Reproduz, sem mudar nada, o trecho do texto sobre a procura da felicidade que vai de "Encomendei boa vontade" a "não aceitam devoluções.".

== Excerto do documento ==

Encomendei boa vontade aos donos do mundo, paz entre os povos, cooperação em vez de ganância, mas enviaram-me um enorme embrulho com desafios bélicos, com perigos constantes, ameaças de destruição do planeta se não conseguissem dominar todas as nações; e, logo no primeiro parágrafo da carta que acompanhava a entrega, preveniram-me que não aceitam devoluções.

Por Joaquim António Leal

CULTURA

 

 

Entrei em lojas físicas à procura da felicidade, mas só encontrei objetos, coisas que custavam dinheiro, mas não acrescentavam qualquer valor à humana existência. Frequentei cafés, casas de espetáculos, exposições de arte antiga e moderna, e senti-me vazio. Orei no interior de mesquitas, sinagogas e igrejas na busca incessante da espiritualidade, mas foi a materialidade que se me impôs. E nos locais de reunião dos governantes, em vez de preocupações com o pão para alimentar o povo, só vi interesses pessoais, procura de riqueza para os próprios e amigos, ainda que isso custasse guerras, sofrimento, morte.

===
== Registos guardados ==

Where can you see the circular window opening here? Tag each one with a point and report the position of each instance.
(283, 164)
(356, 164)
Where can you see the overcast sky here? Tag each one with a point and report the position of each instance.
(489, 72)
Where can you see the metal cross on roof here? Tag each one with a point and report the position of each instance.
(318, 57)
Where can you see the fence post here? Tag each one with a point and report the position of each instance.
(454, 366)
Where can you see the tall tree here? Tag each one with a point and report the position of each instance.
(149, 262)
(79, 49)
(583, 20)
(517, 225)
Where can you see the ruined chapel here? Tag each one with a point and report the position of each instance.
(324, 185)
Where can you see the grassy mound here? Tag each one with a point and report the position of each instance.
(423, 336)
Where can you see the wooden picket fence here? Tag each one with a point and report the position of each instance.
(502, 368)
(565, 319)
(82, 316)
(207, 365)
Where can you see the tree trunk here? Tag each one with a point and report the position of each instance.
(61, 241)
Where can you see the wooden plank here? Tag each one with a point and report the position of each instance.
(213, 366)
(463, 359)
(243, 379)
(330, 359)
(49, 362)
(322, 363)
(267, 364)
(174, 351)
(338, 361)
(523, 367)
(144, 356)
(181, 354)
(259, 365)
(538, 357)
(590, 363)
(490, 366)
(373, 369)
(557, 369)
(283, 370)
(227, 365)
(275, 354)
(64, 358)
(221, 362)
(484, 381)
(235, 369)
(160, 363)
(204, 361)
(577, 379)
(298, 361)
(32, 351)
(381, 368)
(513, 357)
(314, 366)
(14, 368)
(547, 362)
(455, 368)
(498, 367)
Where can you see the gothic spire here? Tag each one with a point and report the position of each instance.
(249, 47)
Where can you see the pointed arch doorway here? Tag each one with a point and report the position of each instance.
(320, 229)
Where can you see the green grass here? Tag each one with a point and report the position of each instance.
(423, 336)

===

Resposta ao exercício:
Encomendei boa vontade aos donos do mundo, paz entre os povos, cooperação em vez de ganância, mas enviaram-me um enorme embrulho com desafios bélicos, com perigos constantes, ameaças de destruição do planeta se não conseguissem dominar todas as nações; e, logo no primeiro parágrafo da carta que acompanhava a entrega, preveniram-me que não aceitam devoluções.